-- BEGIN Document --

Parametric polymorphism

Last updated

In programming languages and type theory, parametric polymorphism is a way to make a language more expressive, while still maintaining full static type-safety. Using parametric polymorphism, a function or a data type can be written generically so that it can handle values identically without depending on their type. [1] Such functions and data types are called generic functions and generic datatypes respectively and form the basis of generic programming.

Contents

For example, a function append that joins two lists can be constructed so that it does not care about the type of elements: it can append lists of integers, lists of real numbers, lists of strings, and so on. Let the type variable a denote the type of elements in the lists. Then append can be typed

forall a. [a] × [a] -> [a]

where [a] denotes the type of lists with elements of type a. We say that the type of append is parameterized by a for all values of a. (Note that since there is only one type variable, the function cannot be applied to just any pair of lists: the pair, as well as the result list, must consist of the same type of elements.) For each place where append is applied, a value is decided for a.

Following Christopher Strachey, [2] parametric polymorphism may be contrasted with ad hoc polymorphism, in which a single polymorphic function can have a number of distinct and potentially heterogeneous implementations depending on the type of argument(s) to which it is applied. Thus, ad hoc polymorphism can generally only support a limited number of such distinct types, since a separate implementation has to be provided for each type.

History

Parametric polymorphism was first introduced to programming languages in ML in 1975. [3] Today it exists in Standard ML, OCaml, F#, Ada, Haskell, Mercury, Visual Prolog, Scala, Julia, Python, TypeScript, C++ and others. Java, C#, Visual Basic .NET and Delphi have each introduced "generics" for parametric polymorphism. Some implementations of type polymorphism are superficially similar to parametric polymorphism while also introducing ad hoc aspects. One example is C++ template specialization.

The most general form of polymorphism is "higher-rank impredicative polymorphism". Two popular restrictions of this form are restricted rank polymorphism (for example, rank-1 or prenex polymorphism) and predicative polymorphism. Together, these restrictions give "predicative prenex polymorphism", which is essentially the form of polymorphism found in ML and early versions of Haskell.

Higher-ranked polymorphism

Rank-1 (prenex) polymorphism

In a prenex polymorphic system, type variables may not be instantiated with polymorphic types. [4] This is very similar to what is called "ML-style" or "Let-polymorphism" (technically ML's Let-polymorphism has a few other syntactic restrictions). This restriction makes the distinction between polymorphic and non-polymorphic types very important; thus in predicative systems polymorphic types are sometimes referred to as type schemas to distinguish them from ordinary (monomorphic) types, which are sometimes called monotypes. A consequence is that all types can be written in a form that places all quantifiers at the outermost (prenex) position. For example, consider the append function described above, which has type

forall a. [a] × [a] -> [a]

In order to apply this function to a pair of lists, a type must be substituted for the variable a in the type of the function such that the type of the arguments matches up with the resulting function type. In an impredicative system, the type being substituted may be any type whatsoever, including a type that is itself polymorphic; thus append can be applied to pairs of lists with elements of any type—even to lists of polymorphic functions such as append itself. Polymorphism in the language ML is predicative.[ citation needed ] This is because predicativity, together with other restrictions, makes the type system simple enough that full type inference is always possible.

-- END Document --

▶ [Written task 1]
According to the article on parametric polymorphism above, in which language and year was parametric polymorphism first introduced to programming languages?
▶ [Written task 2]
Continue the article on parametric polymorphism above, beginning after its final sentence.

-- BEGIN Provided material --

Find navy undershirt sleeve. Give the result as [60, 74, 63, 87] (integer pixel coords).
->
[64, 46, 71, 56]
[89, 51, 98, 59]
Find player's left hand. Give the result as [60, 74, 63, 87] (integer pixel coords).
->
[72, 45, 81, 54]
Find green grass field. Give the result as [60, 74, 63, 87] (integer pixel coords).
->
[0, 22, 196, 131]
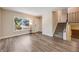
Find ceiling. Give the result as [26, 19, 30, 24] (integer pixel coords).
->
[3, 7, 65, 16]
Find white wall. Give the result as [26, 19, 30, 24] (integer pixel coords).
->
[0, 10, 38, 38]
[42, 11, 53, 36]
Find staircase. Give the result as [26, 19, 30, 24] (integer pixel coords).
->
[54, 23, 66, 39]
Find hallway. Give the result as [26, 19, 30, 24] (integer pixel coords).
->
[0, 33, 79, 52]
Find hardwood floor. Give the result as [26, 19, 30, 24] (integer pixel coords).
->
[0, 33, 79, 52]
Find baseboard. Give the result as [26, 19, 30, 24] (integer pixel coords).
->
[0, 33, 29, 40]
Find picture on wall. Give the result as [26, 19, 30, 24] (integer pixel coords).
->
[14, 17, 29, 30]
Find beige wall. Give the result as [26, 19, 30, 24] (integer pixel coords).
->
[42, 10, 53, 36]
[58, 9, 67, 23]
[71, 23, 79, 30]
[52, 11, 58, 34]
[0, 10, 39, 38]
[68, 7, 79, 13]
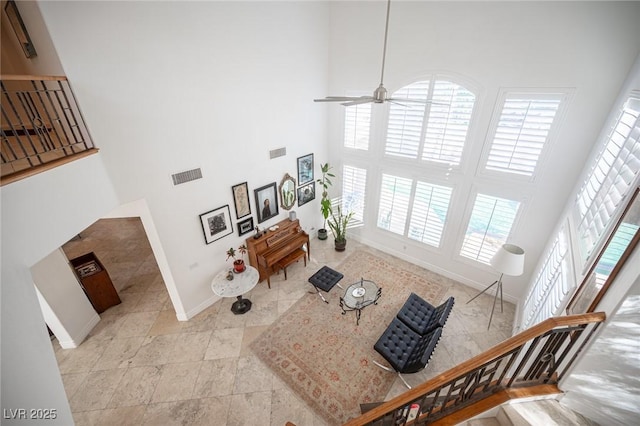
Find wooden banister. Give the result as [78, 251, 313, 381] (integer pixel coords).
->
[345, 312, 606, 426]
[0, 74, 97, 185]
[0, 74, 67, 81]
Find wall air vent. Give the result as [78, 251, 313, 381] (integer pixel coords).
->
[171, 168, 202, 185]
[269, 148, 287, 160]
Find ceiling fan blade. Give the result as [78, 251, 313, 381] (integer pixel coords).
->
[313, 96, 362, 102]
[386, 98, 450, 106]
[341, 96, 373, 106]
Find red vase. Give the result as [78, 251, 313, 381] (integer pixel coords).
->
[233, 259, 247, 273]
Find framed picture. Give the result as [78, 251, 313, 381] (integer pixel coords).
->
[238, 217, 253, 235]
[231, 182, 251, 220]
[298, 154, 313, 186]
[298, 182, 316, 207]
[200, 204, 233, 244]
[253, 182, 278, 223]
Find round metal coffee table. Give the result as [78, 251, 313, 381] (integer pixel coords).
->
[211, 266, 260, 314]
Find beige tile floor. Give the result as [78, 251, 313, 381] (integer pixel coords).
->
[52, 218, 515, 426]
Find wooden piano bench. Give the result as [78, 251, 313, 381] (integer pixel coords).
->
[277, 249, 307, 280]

-- END Provided material --
-- BEGIN Provided material --

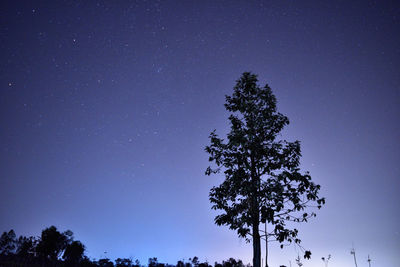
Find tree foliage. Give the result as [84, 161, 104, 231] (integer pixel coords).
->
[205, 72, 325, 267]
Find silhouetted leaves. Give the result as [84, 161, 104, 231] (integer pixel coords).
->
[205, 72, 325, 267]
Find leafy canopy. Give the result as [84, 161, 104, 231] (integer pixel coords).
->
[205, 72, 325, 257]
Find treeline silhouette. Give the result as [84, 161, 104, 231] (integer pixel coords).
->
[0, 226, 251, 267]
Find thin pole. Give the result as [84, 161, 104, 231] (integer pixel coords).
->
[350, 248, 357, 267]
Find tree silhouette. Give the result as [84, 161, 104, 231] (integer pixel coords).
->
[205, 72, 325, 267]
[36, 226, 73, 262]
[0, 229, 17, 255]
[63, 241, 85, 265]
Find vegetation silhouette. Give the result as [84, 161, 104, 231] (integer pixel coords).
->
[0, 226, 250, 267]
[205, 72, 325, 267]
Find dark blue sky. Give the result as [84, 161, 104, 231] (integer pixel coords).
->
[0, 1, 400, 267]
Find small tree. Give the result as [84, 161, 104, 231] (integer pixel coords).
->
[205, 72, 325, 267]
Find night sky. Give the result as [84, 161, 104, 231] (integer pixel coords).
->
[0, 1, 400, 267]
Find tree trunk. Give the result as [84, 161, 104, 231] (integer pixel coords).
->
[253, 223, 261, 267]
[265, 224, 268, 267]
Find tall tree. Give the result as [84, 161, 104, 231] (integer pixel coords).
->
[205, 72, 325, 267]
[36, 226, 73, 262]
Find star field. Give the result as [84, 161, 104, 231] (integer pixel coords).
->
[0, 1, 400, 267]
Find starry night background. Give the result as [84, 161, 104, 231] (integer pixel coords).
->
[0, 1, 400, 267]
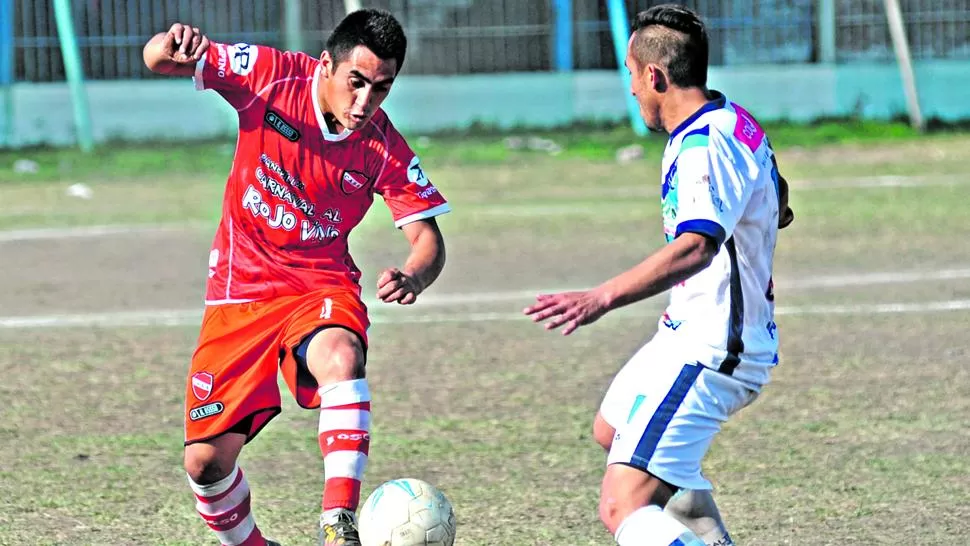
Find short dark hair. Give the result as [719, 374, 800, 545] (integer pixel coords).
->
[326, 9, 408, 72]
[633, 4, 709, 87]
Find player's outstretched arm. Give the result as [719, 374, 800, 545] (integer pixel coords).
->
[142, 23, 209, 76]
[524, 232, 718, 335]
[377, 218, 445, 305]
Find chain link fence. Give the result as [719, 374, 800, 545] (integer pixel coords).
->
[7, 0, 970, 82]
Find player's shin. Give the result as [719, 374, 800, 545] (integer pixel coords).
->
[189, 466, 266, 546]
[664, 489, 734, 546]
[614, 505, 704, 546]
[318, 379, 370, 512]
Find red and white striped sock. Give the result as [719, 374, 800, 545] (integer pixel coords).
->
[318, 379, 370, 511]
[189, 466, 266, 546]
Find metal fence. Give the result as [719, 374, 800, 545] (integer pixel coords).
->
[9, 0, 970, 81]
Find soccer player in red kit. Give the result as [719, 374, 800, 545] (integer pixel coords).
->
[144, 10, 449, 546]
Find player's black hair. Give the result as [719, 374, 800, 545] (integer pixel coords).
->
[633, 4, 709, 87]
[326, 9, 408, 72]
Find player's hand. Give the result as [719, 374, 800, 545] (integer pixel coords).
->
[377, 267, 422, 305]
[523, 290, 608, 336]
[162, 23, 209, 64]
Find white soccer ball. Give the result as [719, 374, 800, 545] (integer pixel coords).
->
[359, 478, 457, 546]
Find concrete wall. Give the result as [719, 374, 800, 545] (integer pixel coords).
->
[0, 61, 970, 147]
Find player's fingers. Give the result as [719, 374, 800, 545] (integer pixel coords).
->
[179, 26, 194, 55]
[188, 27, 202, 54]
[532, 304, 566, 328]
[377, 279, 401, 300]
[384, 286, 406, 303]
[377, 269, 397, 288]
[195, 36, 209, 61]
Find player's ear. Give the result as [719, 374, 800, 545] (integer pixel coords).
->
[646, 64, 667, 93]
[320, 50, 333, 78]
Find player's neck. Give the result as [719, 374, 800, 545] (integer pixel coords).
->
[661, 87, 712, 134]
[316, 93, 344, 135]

-- END Provided material --

▶ [Expected output 1]
In ML, in 1975.

▶ [Expected output 2]
As a practical example, OCaml (a descendant or dialect of ML) performs type inference and supports impredicative polymorphism, but in some cases when impredicative polymorphism is used, the system's type inference is incomplete unless some explicit type annotations are provided by the programmer.

Rank-k polymorphism

For some fixed value k, rank-k polymorphism is a system in which a quantifier may not appear to the left of k or more arrows (when the type is drawn as a tree). [1]

Type inference for rank-2 polymorphism is decidable, but reconstruction for rank-3 and above is not. [5]

Rank-n ("higher-rank") polymorphism

Rank-n polymorphism is polymorphism in which quantifiers may appear to the left of arbitrarily many arrows.

Predicativity and impredicativity

Predicative polymorphism

In a predicative parametric polymorphic system, a type containing a type variable may not be used in such a way that is instantiated to a polymorphic type. Predicative type theories include Martin-Löf type theory and NuPRL.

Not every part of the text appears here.